_Goal_. Write the next part of the Brexit commentary on fishing and UK security cooperation, picking up after its final sentence.
___ Text excerpt ___
Alan Hastings concluded “We fear that the powers that be have laid the ground work to sacrifice Britain’s fishermen and coastal communities to continued demise trapped in the CFP where we will be another British industry consigned to museum and memory”.

Security – partnership but not participation

Mrs May’s speech on security cooperation last Saturday was given in Munich, famous for the meeting between Neville Chamberlain and Adolf Hitler in 1938 where an agreement was signed which Mr Chamberlain, on his return to the UK, would lead to “peace in our time”.

His hopes were sadly shaken a year later. Mrs May did not come away with any agreement, She was not expecting to. Instead, she went to Munich to deliver a speech which, like that by Boris Johnson, the Foreign Secretary, earlier in the week, was good on mood music and aspiration but not at all satisfactory when it comes to detail.

Michel Barnier had stated that upon Brexit, we will no longer be part of Europol or the European Defence Agency. He did not mention the European Arrest Warrant, but it is not unreasonable to assume that we would be excluded from this too. At this point, virtually everyone who voted for Brexit should have been giving three loud cheers. Mrs May, in her speech, however, seemed to be saying what a disaster this would be. “Let’s be clear about what would happen if the means of this cooperation were abolished. Extradition under the European Arrest Warrant would cease. Extradition outside the European Arrest Warrant can cost four times as much and take three times as long. It would mean an end to the significant exchange of data and engagement through Europol.”

Fine, for as far as the EAW is concerned, as we have pointed out many times on this website, its convenience is outweighed by its serious flaws – flaws which have caused great grief to a number of UK citizens,  For example, Edmond Arapi was subject to an Italian EAW in 2004, being convicted in absentia of a murder in Genoa, even though he had never visited Genoa in his life and was working in a café in Staffordshire on the day of the murder. Andrew Symeou, a UK citizen, was extradited to Greece, denied bail and incarcerated for 11 months on charges of “fatal bodily harm” thanks to the signature of a Greek magistrate that no UK judge could overturn despite the evidence against him being obtained under duress. Mr Symeou published an account of his ordeal in a book called Extradited. He pointed out that unless, like him, you suffer from a miscarriage of justice, you are unlikely to appreciate just how flawed the EAW is.

Then, although we may be ejected from Europol, we would still be members of Interpol. If the EU is keen to cooperate with us on matters relating to criminal justice, which it would be foolish not to do, there are other models available which would enable us to maintain our independence.

Mrs May was right to highlight the need for close security cooperation between the UK and the EU after Brexit but we should be seeking to distance ourselves from the EU’s confrontational stance towards Russia. As Peter Hitchens put is, “Russia is no more of a threat to the UK than the Klingons”
___ Provided material ___
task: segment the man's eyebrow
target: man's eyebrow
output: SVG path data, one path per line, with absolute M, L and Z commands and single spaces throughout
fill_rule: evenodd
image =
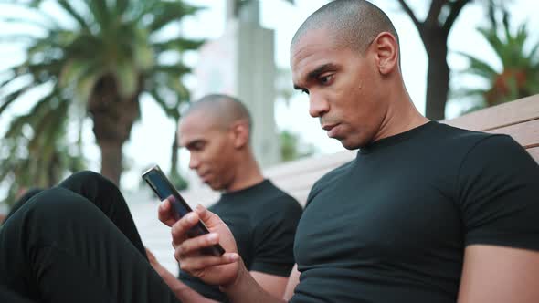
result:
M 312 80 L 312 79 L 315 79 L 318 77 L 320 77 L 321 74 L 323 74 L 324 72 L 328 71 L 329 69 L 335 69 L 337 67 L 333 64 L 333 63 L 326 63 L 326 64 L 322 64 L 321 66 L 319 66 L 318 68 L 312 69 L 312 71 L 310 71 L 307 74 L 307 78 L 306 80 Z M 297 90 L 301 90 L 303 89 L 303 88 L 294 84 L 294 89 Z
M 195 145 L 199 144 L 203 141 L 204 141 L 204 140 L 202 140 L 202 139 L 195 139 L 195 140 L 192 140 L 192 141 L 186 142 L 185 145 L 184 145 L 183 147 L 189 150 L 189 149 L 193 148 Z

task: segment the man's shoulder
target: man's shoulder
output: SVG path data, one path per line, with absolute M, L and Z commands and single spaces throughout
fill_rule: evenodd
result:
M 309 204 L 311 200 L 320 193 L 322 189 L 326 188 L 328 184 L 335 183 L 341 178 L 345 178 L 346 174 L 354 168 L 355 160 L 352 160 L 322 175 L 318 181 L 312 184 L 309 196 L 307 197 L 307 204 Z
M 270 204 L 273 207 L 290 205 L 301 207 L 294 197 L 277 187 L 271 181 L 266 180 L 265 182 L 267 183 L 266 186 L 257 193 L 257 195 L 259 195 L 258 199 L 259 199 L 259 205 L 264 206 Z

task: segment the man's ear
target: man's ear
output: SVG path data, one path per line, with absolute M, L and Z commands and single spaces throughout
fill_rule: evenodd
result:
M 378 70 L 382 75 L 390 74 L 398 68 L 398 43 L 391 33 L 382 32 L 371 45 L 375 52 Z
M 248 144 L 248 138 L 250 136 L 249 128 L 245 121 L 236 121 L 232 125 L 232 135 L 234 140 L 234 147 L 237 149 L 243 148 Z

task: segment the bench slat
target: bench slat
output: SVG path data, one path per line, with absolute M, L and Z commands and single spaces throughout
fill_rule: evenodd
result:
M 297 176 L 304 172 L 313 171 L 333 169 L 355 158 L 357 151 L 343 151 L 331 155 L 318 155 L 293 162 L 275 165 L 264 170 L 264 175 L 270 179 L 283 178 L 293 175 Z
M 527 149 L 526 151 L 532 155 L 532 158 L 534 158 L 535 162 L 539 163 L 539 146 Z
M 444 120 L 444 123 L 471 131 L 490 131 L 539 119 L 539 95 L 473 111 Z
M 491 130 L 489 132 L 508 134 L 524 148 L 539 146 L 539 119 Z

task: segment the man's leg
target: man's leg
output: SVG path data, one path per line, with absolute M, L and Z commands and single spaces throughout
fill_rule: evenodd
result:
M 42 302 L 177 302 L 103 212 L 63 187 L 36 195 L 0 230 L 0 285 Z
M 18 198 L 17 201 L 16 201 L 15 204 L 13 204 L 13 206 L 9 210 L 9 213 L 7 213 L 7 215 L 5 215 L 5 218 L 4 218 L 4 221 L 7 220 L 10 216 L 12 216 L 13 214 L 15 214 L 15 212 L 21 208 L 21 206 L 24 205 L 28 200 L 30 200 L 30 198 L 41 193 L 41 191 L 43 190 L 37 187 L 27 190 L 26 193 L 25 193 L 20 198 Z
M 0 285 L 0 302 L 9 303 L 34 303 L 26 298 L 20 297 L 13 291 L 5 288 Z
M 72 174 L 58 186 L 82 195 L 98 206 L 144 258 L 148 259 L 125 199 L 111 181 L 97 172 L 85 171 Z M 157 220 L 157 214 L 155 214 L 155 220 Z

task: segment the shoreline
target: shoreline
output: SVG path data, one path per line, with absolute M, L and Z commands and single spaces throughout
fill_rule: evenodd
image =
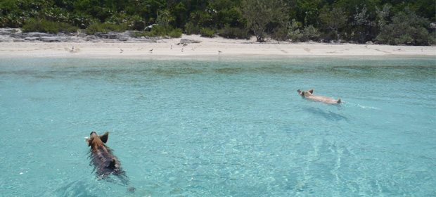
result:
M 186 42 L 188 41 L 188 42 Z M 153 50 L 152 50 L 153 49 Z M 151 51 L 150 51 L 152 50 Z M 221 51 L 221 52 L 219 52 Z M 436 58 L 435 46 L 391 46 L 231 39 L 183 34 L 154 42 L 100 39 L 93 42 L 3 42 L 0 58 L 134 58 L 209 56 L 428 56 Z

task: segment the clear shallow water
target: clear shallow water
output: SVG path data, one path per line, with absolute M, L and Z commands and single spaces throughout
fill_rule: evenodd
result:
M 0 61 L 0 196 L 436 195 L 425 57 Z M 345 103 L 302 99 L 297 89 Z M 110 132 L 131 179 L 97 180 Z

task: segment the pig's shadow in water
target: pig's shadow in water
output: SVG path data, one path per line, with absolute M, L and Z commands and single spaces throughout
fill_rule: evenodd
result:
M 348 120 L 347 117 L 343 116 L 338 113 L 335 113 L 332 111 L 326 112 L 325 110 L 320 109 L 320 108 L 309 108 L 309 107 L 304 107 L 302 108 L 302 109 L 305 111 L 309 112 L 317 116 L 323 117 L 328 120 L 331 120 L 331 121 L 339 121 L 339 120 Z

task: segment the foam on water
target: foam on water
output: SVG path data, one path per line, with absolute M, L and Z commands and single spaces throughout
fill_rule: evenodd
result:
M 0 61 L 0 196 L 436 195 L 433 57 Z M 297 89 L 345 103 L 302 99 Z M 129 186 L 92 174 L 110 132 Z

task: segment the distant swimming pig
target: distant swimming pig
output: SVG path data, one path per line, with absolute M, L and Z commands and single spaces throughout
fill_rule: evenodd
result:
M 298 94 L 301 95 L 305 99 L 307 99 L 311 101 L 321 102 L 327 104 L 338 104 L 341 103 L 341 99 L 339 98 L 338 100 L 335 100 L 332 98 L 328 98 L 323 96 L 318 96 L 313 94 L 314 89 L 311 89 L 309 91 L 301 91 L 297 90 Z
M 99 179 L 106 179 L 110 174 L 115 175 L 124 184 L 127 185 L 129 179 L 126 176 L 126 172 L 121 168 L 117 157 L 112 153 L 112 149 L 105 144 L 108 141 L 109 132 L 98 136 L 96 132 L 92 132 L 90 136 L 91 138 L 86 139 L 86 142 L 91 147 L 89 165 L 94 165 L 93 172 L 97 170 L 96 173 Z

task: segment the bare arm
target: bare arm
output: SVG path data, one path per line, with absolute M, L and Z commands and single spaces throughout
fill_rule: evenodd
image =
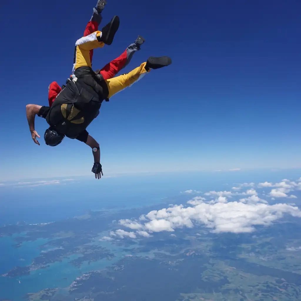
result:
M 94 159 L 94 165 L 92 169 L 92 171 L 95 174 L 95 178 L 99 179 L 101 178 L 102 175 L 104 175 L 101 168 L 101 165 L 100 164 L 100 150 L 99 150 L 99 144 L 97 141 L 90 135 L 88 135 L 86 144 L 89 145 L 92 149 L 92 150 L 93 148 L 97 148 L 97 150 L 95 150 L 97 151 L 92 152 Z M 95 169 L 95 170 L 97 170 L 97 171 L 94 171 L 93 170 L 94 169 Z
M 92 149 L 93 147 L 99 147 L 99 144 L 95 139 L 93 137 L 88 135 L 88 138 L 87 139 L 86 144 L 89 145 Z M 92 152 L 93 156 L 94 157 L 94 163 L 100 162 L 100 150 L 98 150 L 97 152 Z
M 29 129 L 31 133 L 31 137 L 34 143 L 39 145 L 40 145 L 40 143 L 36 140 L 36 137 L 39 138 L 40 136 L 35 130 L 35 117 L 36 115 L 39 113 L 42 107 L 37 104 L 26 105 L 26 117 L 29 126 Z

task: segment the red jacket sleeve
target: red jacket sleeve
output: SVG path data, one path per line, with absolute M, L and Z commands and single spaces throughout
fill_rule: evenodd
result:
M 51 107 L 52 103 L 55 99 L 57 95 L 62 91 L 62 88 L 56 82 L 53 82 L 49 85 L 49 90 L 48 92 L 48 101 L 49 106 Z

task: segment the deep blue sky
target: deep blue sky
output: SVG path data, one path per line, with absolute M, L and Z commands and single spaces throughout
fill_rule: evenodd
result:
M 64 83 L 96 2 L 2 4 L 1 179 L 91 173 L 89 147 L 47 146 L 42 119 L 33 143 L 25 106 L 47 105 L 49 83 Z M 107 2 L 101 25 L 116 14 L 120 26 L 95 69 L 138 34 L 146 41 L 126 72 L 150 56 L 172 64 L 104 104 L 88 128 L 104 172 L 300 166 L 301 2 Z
___
_Answer to the exercise_.
Unfortunately, Mrs May has not freed herself from the widespread misapprehension that today’s Russia is merely the former Soviet Union under another name. She referred to “Russia’s hostile actions.” The reality is that blame for the current hostility between Russia and the EU lies as much, if not more, with Brussels than with Moscow. True, NATO must shoulder some of the blame for rapidly extending its reach to the boundaries of Belorus and Russia, but until 2009, it appeared that Russia was not that worried and might even have been considering joining NATO itself. It was the EU’s meddling in Ukraine, working behind the scenes to oust the pro-Russian but democratically elected Viktor Yanukovich, which has been the principal factor behind the deterioration in relationships between Russia and the West in recent years. Free from any vested interest in seeing Ukraine join an organisation which we have just voted to leave, we have the opportunity to re-set our own relationship with Russia rather than having to toe the EU’s expansionist, provocative line. It is surely wrong to seek to maintain enmity with a nation with whom we share a common European culture when it is possible to be friends.

Mrs May proposed that an new UK-EU treaty should be signed covering cooperation in defence and security issues. Will the EU play ball? Without a separate deal, it will take up to three years after Brexit for Britain – as a “third country” – to receive EU approval for data to be freely exchanged, so says the Independent. It will not be us who will be the biggest losers if the EU sticks rigidly to its rules about “third countries”, but then, if it is prepared to make an exception for security issues, this then poses the question, why not for trade?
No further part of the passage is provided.